== EXERCISE ==
Among the entries below, count the lines holding the string "banner". Respond with the number alone.

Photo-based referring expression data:
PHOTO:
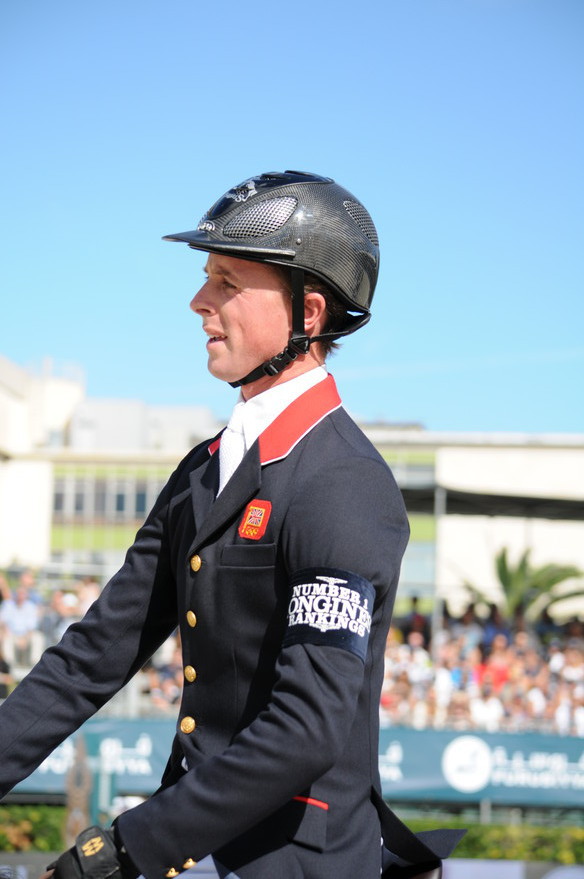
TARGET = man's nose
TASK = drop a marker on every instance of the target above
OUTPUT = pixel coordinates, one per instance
(200, 303)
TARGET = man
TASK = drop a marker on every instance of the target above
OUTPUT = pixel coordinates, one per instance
(276, 547)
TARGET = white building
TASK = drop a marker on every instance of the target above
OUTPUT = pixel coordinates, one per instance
(78, 475)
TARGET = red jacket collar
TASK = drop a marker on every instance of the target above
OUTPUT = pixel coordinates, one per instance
(298, 419)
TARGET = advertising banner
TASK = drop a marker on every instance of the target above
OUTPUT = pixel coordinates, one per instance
(520, 770)
(127, 757)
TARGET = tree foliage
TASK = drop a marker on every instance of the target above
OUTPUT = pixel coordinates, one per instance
(530, 588)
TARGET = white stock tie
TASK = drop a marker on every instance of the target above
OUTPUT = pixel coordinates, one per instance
(232, 448)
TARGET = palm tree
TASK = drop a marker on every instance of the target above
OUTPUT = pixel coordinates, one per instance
(531, 589)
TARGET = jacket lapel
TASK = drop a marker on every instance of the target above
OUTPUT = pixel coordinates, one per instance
(275, 443)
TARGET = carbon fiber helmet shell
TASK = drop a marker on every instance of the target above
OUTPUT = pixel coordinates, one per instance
(296, 219)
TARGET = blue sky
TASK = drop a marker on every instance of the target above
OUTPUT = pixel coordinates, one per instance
(458, 123)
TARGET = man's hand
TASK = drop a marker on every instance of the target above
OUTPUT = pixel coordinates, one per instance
(95, 855)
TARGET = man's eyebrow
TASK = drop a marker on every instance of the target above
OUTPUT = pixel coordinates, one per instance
(223, 272)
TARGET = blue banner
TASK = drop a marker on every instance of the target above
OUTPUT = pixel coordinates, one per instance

== ANSWER TO THE EXERCISE ==
2